** begin Provided data **

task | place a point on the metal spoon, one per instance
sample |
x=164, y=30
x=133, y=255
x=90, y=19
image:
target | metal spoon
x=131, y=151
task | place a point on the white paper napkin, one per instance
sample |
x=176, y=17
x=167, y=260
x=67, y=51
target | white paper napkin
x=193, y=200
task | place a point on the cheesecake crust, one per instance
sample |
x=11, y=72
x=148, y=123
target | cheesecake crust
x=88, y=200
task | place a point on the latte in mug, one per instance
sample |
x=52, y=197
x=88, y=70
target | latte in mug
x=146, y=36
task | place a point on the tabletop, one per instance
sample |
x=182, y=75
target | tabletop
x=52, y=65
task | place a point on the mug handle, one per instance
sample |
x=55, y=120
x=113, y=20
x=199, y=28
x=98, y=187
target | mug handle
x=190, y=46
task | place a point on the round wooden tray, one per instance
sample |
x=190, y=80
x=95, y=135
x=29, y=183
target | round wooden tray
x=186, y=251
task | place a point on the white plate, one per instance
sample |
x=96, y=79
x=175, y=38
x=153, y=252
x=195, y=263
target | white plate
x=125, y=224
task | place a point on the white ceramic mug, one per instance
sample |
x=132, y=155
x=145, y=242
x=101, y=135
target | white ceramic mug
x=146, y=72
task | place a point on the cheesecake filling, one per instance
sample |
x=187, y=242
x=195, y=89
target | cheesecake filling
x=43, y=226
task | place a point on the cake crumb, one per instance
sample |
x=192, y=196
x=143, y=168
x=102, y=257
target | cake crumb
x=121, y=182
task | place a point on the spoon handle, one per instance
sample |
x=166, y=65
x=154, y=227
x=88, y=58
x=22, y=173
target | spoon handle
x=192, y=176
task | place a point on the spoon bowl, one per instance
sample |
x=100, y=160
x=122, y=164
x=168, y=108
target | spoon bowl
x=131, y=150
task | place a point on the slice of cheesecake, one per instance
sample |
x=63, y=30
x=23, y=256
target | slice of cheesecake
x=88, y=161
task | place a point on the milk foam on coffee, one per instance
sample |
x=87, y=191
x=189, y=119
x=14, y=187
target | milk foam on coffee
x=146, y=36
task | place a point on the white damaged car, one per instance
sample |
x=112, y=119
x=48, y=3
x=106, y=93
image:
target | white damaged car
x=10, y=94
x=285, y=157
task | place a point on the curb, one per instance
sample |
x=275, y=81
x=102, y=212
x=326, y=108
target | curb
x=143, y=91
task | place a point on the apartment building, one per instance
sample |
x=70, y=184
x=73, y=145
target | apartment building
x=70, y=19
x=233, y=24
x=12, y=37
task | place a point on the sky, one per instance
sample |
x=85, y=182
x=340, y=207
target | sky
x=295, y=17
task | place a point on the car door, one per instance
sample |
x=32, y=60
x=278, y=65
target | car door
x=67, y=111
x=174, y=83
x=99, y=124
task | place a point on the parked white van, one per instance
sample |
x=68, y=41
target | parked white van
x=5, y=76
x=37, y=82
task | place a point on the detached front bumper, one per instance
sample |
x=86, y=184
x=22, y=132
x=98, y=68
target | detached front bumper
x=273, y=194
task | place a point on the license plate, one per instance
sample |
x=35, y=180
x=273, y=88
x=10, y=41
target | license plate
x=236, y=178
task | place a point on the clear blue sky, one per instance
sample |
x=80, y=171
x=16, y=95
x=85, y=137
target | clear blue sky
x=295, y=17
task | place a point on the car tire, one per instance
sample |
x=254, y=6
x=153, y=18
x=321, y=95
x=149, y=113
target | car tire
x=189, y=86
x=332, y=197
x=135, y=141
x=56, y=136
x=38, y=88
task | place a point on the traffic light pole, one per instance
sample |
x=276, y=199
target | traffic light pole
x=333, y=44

** end Provided data **

Direction
Reproduce the records verbatim, from the first line up to and including the line that contains "x=190, y=46".

Answer to the problem
task | place a point on the metal spoon, one per instance
sample |
x=164, y=30
x=133, y=255
x=90, y=19
image:
target | metal spoon
x=131, y=151
task | place a point on the white paper napkin, one per instance
sample |
x=176, y=17
x=167, y=260
x=67, y=51
target | white paper napkin
x=193, y=200
task | place a point on the cheesecake crust, one per instance
sample |
x=11, y=72
x=148, y=123
target | cheesecake crust
x=88, y=200
task | place a point on the latte in mug, one per instance
sample |
x=52, y=197
x=88, y=70
target | latte in mug
x=146, y=36
task | place a point on the tabletop, one per instance
sample |
x=182, y=75
target | tabletop
x=52, y=65
task | place a point on the mug handle, one per instance
sample |
x=55, y=120
x=113, y=20
x=199, y=28
x=98, y=187
target | mug handle
x=190, y=46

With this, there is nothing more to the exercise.